[INFORMATION SHOWN Boundary: Start]

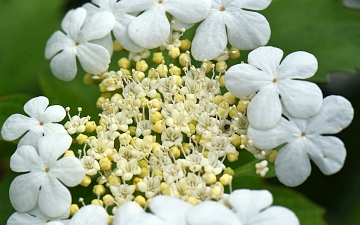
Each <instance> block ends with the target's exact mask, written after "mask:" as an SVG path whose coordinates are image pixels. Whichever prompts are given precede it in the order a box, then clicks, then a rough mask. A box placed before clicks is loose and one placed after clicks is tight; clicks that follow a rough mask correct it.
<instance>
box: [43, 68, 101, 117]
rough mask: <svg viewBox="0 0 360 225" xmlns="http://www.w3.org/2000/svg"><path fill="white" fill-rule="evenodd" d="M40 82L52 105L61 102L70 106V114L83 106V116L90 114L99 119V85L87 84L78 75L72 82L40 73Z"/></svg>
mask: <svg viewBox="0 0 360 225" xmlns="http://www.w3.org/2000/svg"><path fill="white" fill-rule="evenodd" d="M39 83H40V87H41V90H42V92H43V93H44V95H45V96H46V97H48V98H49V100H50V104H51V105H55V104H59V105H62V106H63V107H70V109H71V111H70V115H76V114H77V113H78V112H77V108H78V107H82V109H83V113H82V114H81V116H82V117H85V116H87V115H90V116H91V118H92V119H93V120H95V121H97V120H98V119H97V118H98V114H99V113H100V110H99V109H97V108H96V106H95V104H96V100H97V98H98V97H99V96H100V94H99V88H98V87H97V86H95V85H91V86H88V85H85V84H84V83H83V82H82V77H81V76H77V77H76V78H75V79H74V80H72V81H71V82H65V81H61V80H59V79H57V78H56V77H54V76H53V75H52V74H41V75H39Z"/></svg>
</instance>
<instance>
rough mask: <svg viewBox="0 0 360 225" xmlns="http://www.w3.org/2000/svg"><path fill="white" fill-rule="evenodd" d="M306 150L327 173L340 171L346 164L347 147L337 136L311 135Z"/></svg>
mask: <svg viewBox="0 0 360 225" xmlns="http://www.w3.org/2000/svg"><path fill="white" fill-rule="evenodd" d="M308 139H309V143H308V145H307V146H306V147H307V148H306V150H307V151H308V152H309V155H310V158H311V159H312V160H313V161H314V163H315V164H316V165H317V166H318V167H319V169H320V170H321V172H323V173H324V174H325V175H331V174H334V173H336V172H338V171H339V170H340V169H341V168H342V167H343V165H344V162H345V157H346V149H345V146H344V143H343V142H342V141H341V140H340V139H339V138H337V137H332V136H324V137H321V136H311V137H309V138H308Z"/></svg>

[INFORMATION SHOWN Boundary: End]
[INFORMATION SHOWN Boundary: Start]

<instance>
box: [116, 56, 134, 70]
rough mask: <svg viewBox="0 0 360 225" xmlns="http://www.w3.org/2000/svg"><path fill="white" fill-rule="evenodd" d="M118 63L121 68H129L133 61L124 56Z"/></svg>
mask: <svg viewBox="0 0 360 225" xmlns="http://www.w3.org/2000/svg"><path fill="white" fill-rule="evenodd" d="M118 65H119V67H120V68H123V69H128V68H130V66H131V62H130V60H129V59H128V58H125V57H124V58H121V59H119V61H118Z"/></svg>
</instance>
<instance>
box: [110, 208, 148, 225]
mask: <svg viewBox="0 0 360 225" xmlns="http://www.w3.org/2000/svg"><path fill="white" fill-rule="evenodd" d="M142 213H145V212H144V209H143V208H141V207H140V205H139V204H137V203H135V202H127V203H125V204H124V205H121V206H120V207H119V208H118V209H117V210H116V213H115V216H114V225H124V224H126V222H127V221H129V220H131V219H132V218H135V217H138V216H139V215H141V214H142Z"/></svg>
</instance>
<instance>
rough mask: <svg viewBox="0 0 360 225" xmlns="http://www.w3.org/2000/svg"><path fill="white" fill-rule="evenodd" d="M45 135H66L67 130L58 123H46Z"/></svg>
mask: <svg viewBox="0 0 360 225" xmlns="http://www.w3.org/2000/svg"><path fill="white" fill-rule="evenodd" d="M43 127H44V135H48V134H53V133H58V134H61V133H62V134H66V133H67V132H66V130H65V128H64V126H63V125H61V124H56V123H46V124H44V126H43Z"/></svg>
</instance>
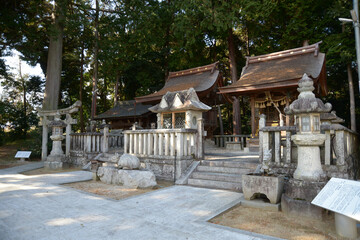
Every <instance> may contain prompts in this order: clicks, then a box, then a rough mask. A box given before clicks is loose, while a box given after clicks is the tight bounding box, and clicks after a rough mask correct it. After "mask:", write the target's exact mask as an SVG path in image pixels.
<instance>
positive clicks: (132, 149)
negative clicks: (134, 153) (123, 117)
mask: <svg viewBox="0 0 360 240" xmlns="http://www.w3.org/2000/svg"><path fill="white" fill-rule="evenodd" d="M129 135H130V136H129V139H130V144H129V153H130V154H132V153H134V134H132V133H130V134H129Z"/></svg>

[INFORMATION SHOWN Boundary: End]
[INFORMATION SHOWN Boundary: Start]

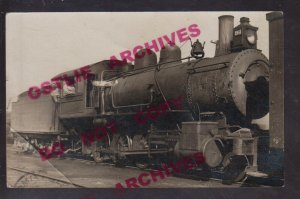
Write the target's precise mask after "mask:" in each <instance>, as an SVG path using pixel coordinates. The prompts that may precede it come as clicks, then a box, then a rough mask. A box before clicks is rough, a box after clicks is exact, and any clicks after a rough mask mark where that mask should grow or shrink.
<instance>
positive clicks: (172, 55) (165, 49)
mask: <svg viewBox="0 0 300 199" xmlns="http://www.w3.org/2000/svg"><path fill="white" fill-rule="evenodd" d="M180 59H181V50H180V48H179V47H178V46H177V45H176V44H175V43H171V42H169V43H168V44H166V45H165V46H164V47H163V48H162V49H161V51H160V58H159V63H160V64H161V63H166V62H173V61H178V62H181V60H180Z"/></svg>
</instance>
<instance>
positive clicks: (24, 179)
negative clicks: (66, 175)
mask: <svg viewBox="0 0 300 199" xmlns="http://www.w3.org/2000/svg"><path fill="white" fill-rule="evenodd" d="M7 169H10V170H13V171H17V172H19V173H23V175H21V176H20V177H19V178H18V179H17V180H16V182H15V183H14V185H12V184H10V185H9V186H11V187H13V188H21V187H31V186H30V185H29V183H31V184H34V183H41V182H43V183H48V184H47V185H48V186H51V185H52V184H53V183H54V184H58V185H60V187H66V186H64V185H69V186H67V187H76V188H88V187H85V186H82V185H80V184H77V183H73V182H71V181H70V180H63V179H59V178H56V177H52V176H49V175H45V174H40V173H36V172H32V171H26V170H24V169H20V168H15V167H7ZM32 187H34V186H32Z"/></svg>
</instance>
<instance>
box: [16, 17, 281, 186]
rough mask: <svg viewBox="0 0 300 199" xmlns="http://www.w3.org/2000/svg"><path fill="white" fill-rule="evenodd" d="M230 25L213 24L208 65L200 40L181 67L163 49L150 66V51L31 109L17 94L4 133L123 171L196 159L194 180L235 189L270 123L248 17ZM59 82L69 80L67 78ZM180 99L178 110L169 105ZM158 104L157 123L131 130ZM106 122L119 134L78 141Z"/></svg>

[INFORMATION SHOWN Boundary: End]

WHAT NEEDS TO BE DONE:
List each line from the rows above that contains the string "coordinates".

TASK ANSWER:
Each <instance> block ends with the target's exact mask, written after "mask:" as an SVG path whose coordinates are image pixels. Whichever prompts are given precede it in the order a box, then clicks, then a rough mask. A box placed before clicks is loose and one placed after clicks is tight; clicks that follow a rough mask correct it.
Write the target's precise mask after "mask:" in each <instance>, as an SVG path using pixel coordinates. The prompts that may precede it come as clicks, then a box, then a rough mask. A box before clicks is rough, a box after clicks is exact, and any clicks after a rough mask mark where that mask should grow or shrink.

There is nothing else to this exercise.